***** SOURCE RECORDS *****

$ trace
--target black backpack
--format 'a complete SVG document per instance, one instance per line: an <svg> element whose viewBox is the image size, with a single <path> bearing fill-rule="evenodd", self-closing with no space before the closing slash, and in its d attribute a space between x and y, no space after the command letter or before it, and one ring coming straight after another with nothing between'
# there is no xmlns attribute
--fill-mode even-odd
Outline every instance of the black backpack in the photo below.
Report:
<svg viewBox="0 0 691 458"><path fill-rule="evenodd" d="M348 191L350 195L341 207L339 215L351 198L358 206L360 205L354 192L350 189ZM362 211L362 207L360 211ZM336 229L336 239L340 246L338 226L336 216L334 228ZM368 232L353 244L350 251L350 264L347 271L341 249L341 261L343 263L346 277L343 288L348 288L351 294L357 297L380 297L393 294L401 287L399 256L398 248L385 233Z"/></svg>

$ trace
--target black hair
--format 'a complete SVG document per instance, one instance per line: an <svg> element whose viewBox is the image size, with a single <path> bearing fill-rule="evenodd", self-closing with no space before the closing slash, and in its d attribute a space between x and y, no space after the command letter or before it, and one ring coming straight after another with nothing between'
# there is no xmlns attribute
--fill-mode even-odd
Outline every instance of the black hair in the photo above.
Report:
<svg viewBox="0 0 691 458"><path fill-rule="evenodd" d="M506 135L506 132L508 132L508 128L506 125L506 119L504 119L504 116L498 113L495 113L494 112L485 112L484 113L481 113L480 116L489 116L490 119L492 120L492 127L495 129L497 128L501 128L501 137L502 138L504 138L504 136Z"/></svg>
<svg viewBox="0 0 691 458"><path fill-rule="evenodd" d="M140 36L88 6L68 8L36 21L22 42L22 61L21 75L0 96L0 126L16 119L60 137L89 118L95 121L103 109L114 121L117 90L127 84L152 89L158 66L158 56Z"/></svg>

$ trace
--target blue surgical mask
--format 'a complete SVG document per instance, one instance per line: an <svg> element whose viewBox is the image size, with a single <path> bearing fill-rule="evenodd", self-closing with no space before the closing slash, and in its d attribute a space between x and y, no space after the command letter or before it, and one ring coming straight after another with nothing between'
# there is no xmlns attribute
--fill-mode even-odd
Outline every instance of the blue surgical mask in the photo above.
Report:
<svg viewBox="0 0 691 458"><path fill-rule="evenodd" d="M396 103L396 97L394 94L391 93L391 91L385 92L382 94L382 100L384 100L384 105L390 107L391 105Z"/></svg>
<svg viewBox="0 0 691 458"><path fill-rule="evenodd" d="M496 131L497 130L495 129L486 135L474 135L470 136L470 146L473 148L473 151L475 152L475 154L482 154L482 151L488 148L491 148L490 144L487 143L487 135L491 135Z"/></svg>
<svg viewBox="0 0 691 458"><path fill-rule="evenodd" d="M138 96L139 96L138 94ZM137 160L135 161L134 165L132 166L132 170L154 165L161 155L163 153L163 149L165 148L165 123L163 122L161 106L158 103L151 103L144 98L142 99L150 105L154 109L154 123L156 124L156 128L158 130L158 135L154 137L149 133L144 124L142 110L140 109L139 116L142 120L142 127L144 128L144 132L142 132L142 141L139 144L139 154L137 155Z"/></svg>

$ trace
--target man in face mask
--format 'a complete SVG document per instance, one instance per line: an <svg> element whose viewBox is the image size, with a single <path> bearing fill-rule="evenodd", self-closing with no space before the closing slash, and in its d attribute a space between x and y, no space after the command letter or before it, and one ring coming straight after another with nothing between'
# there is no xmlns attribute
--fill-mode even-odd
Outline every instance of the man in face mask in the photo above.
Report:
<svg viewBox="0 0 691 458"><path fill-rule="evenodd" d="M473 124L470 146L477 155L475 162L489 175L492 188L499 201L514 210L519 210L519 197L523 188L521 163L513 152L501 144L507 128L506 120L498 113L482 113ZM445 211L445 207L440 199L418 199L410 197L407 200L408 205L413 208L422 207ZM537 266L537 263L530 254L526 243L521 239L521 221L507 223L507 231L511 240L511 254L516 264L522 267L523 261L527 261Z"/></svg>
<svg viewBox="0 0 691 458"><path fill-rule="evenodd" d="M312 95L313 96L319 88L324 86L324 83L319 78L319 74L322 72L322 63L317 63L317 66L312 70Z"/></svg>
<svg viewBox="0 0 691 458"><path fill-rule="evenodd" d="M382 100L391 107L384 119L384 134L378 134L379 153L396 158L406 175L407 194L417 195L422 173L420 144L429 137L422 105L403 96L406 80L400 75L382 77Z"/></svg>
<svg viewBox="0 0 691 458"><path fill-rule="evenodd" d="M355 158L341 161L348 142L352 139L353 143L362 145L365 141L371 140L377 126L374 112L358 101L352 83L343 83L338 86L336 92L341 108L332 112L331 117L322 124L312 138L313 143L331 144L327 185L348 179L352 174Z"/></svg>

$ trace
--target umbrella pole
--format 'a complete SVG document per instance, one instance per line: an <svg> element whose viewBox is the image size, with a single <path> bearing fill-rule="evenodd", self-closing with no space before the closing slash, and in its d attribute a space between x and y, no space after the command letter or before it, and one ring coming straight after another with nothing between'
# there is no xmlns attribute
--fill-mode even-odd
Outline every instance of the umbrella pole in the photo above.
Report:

*****

__AIM__: Set down all of the records shown above once more, exactly.

__RESPONSE BELOW__:
$ trace
--target black backpack
--format 'a complete SVG document per instance, one instance per line: an <svg> element whose viewBox is the image size, with a single <path> bearing fill-rule="evenodd", self-closing with no space before the closing slash, and in its d attribute a space between x and y, no space after the command letter or before it, and one ring coming straight after another with nothing between'
# there is no xmlns attribute
--fill-mode even-odd
Outline every instance of the black backpack in the photo below.
Report:
<svg viewBox="0 0 691 458"><path fill-rule="evenodd" d="M348 191L350 195L341 207L339 215L351 198L358 206L360 205L354 192L350 189ZM362 211L362 207L360 211ZM336 229L336 239L340 246L338 226L336 216L334 228ZM368 232L353 244L350 251L350 264L347 271L341 249L341 261L343 263L346 277L343 288L348 288L351 294L357 297L380 297L393 294L401 287L399 256L398 248L385 233Z"/></svg>

$ trace
--target black hair
--format 'a complete SVG document per instance, one instance per line: an <svg> element whose viewBox is the image size, with a single <path> bearing fill-rule="evenodd", self-closing with no space before the closing slash, and in its d attribute a space between x and y, no space after the command letter or before it, and one ring coming straight after another with nothing between'
# there is no xmlns attribute
--fill-mode even-odd
Outline every instance of the black hair in the photo above.
Report:
<svg viewBox="0 0 691 458"><path fill-rule="evenodd" d="M506 135L506 132L508 132L508 128L506 125L506 119L504 119L504 116L498 113L495 113L494 112L485 112L484 113L481 113L480 116L489 116L490 119L492 120L492 127L495 129L497 128L501 128L501 137L502 138L504 138L504 136Z"/></svg>
<svg viewBox="0 0 691 458"><path fill-rule="evenodd" d="M140 36L88 6L68 8L36 21L22 42L22 61L21 75L0 96L0 126L16 119L60 137L89 118L95 121L103 109L114 121L117 90L127 84L152 89L158 66L158 56Z"/></svg>

$ trace
--target blue surgical mask
--format 'a complete SVG document per instance, one instance per line: an <svg> element whose viewBox is the image size, with a single <path> bearing fill-rule="evenodd", self-closing with no space before the closing slash, and in its d attribute a space between x and y, no space after the command letter or before it, and one ring coming straight after another with nothing between'
# there is no xmlns attribute
--fill-mode even-odd
Outline every instance of the blue surgical mask in the photo above.
Report:
<svg viewBox="0 0 691 458"><path fill-rule="evenodd" d="M396 103L396 97L394 94L391 93L391 91L385 92L382 94L382 100L384 100L384 105L390 107L391 105Z"/></svg>
<svg viewBox="0 0 691 458"><path fill-rule="evenodd" d="M496 131L497 130L495 129L486 135L474 135L470 136L470 146L473 148L473 151L475 152L475 154L482 154L482 151L488 148L491 148L490 144L487 143L487 135L491 135Z"/></svg>
<svg viewBox="0 0 691 458"><path fill-rule="evenodd" d="M138 96L139 96L138 94ZM137 160L135 161L134 165L132 166L132 170L154 165L161 155L163 153L163 149L165 148L165 123L163 122L161 106L158 103L151 103L144 98L142 99L150 105L154 109L154 123L156 124L156 128L158 130L158 135L154 137L149 133L144 124L142 110L140 109L139 116L142 120L142 127L144 128L144 132L142 132L142 141L139 144L139 154L137 155Z"/></svg>

$ trace
--target man in face mask
--format 'a complete SVG document per instance, one instance per line: an <svg> element whose viewBox is the image size, with a single <path> bearing fill-rule="evenodd", self-closing with no space before the closing slash, and in its d attribute a space between x and y, no space after the command letter or before it, and one ring coming straight after another with nothing between'
# there is no xmlns attribute
--fill-mode even-odd
Outline every instance of the man in face mask in the photo above.
Report:
<svg viewBox="0 0 691 458"><path fill-rule="evenodd" d="M473 124L470 146L477 155L475 162L489 175L492 188L499 201L514 210L519 210L519 197L523 188L521 163L513 152L501 144L507 128L506 120L498 113L482 113ZM445 211L445 207L440 199L418 199L410 197L407 200L408 205L413 208L422 207ZM537 266L537 263L530 254L526 243L521 239L521 221L507 223L507 231L511 240L511 254L516 264L522 267L523 261L527 261Z"/></svg>
<svg viewBox="0 0 691 458"><path fill-rule="evenodd" d="M312 95L313 96L319 88L324 86L324 83L319 78L319 74L322 72L322 63L317 63L317 66L312 70Z"/></svg>
<svg viewBox="0 0 691 458"><path fill-rule="evenodd" d="M382 100L391 107L384 119L384 134L378 134L379 153L396 158L406 175L407 194L417 195L422 173L420 144L429 137L422 105L403 96L406 80L400 75L382 77Z"/></svg>
<svg viewBox="0 0 691 458"><path fill-rule="evenodd" d="M355 158L341 161L348 142L352 139L353 143L362 145L365 141L371 140L377 126L374 112L358 101L352 83L343 83L338 86L336 92L341 108L332 112L331 117L322 124L312 138L313 143L331 144L327 185L348 179L352 174Z"/></svg>

$ trace
--target umbrella pole
--format 'a complete SVG document per instance, one instance per line: an <svg> element whose viewBox is the image size, with a single <path> bearing fill-rule="evenodd", self-closing with no space before the closing slash, and in its d attribute a space between x and y, no space after the command letter or before it, and one ring coming straight after another with nothing between'
# there is no xmlns attribute
--fill-mode even-odd
Outline every instance of the umbrella pole in the photo above.
Report:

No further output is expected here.